== Available data ==
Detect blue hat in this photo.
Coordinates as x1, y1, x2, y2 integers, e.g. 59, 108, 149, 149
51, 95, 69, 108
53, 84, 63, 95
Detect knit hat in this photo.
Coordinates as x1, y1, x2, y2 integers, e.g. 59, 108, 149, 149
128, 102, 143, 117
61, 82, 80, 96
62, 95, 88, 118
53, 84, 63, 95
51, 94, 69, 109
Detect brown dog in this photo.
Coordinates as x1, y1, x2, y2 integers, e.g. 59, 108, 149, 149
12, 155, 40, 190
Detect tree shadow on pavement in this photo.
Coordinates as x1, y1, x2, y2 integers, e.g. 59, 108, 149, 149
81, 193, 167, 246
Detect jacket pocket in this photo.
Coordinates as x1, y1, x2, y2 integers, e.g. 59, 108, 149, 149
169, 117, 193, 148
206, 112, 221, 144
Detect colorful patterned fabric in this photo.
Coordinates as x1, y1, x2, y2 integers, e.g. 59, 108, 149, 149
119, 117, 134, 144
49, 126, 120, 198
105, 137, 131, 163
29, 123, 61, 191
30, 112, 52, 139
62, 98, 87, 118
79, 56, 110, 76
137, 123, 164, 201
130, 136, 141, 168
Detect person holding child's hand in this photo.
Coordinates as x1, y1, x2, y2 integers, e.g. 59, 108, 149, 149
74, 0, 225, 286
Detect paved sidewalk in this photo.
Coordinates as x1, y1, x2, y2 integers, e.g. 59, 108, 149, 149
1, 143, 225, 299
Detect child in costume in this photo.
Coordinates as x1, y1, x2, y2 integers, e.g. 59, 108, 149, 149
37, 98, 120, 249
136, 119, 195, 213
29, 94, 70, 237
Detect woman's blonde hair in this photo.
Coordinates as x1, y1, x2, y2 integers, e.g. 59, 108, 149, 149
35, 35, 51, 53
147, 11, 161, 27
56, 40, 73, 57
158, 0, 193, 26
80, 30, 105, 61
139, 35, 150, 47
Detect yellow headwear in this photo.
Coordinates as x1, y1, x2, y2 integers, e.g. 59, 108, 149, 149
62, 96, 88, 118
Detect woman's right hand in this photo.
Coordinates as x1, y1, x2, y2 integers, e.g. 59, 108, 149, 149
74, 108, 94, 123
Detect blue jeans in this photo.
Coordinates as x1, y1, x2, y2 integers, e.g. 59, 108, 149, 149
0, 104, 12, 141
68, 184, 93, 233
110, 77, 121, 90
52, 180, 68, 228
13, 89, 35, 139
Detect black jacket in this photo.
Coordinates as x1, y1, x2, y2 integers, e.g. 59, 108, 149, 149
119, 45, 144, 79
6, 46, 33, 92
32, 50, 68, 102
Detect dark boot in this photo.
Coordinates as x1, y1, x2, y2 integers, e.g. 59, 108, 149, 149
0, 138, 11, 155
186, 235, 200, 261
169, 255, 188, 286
===
**Task directions:**
Would you restate, word for word, every line of the listing from its first line through the line with "Detect brown dog in this photo."?

**Answer box:**
Detect blue hat in this photo.
Coordinates as x1, y1, x2, y2 integers, e.g. 59, 108, 149, 149
51, 95, 69, 108
53, 84, 63, 95
Detect knit hat in this photo.
Coordinates as x1, y1, x2, y2 integers, e.g. 59, 108, 149, 149
128, 102, 143, 117
61, 82, 80, 96
62, 95, 88, 118
53, 84, 63, 95
51, 94, 69, 109
Detect brown dog in this photo.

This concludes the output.